**** Text under study

I have added the SQLite database of MassBank to the assets of the github release of msp2db. See file massbank_12122018.db

Also, updated the command line to calls to be a bit cleaner

docker run --rm -it ubuntu:18.04 sh -c 'apt update ; apt install -y python-pip git ; git clone https://github.com/MassBank/MassBank-data; pip install msp2db; msp2db --msp_pth MassBank-data --source massbank --schema massbank --out_pth /tmp/massbank.db'

The release also includes a SQLite database of representation of the MoNA MSP files

I can continue maintaining the databases on the msp2db github for now but happy to change if we find a better location to store the database files.

tsufz commented 5 years ago

Hi, This is very appreciated! Thanks a lot. In future, we plan to store and release derived DBs in different formats (NIST, SQLite, etc.) at MassBank-data, But at the moment it is great deal to keep it in your repository. Thanks!

@meier-rene, @sneumann and @schymane, we may add some external links for DB download in the Readme?

sneumann commented 4 years ago

Hi, I just checked https://github.com/computational-metabolomics/msp2db/releases/ where the SQLite converted MassBank data is included. We need to decide whether we ping msp2db about every release in https://github.com/MassBank/MassBank-data/releases so they can release updated snapshots. Yours, Steffen

sneumann commented 3 years ago

Hi @jorainer , in this issue are a few pointers for the sqlite that is in MSPurity. Would there be a chance that your developments on sqlite cover the uses cases implemented in Birmingham ? Or even recycle parts of that ? Yours, Steffen

jorainer commented 3 years ago

That's a good point @sneumann ! I'll have a look at the MsPurity database layout (maybe you could point me to the info @Tomnl ?). In general, the CompDb database layout is super-simple. I just have tables compound, msms_spectrum and msms_spectrum_peak with only very little constraints to accommodate data from all the various sources.

Tomnl commented 3 years ago

Hi both,

Are you planning on creating a standard MS/MS format for library spectra in SQL?

I think the database for msPurity and msp2db follow a similar structure to CompDb. i.e. three main tables consisting of a compound table, a table for the spectrum peaks (e.g. mz, intensity, etc) and a table for more the spectrum as whole (e.g. precursor mz, fragmentation level, energy etc).

For spectral matching I originally made a different schema for "library" and "query" database. But they are essentially the same basic structure and can be used interchangeably in msPurity. They just have slightly different table names and additional fields for the query spectra. See the "library" database schema code and the more extensive "query" database schema (that includes XCMS mapping as well).

********
**** Given records

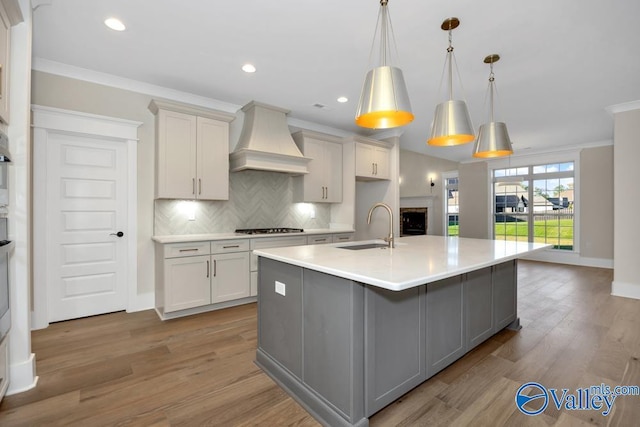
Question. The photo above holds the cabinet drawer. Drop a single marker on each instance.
(175, 250)
(344, 237)
(223, 246)
(319, 239)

********

* _Tasks and exercises_
(a) Output the part of the MassBank database thread starting at "Also, updated the" and ending at "your repository. Thanks!".
(b) Summarize the MassBank database thread in two sentences.
The material has no connection to the MassBank database thread.

* _Numbered answers_
(a)
Also, updated the command line to calls to be a bit cleaner

docker run --rm -it ubuntu:18.04 sh -c 'apt update ; apt install -y python-pip git ; git clone https://github.com/MassBank/MassBank-data; pip install msp2db; msp2db --msp_pth MassBank-data --source massbank --schema massbank --out_pth /tmp/massbank.db'

The release also includes a SQLite database of representation of the MoNA MSP files

I can continue maintaining the databases on the msp2db github for now but happy to change if we find a better location to store the database files.

tsufz commented 5 years ago

Hi, This is very appreciated! Thanks a lot. In future, we plan to store and release derived DBs in different formats (NIST, SQLite, etc.) at MassBank-data, But at the moment it is great deal to keep it in your repository. Thanks!

(b) SQLite databases of MassBank and of the MoNA MSP files were added to the msp2db GitHub release, where they can be maintained until a better storage location is found. Later comments ask whether msp2db should be notified of each MassBank-data release so it can publish updated snapshots, and they note that the msPurity and msp2db databases follow a structure similar to CompDb's, with compound, spectrum, and spectrum peak tables.